Texte passionnant que la discussion entre C. Wolfe et D.Debaise.
Il est clair, surtout si on a lu l’excellente présentation du workshop “reduction and emergence” qu’il ya un grand “fossé” sémantique et historique entre la tradition anglo-saxonne et la tradition continentale et Canghuilem peut en effet en être pris comme le point focal.
Où est passé l’épistémologie française après le cour-circuitage opéré par Foucault se demande, à juste titre CW ?
Le terme/processus “réduction” en territoire anglo-saxon est une méthodologie; Il est considéré ici comme une archéo-idéologie, dernier avatar du naturalisme/scientisme qu’il faut combattre au même titre que l’idéalisme du duo Natür/Geist Wissenschaft Entre les deux évidemment la phénoménologie qui (zu die Sache selbst + back to Kant) se met à égale distance d’une philosophie de la nature et de l’esprit.

*-*-*

**CONSIGNE:** D'après le bloc de texte, entre quelles personnes a lieu la discussion qualifiée de passionnante ?

**DONNÉES ENREGISTRÉES:**
*-*-*

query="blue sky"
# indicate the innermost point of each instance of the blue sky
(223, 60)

*-*-*

**RÉPONSE:** Entre C. Wolfe et D.Debaise.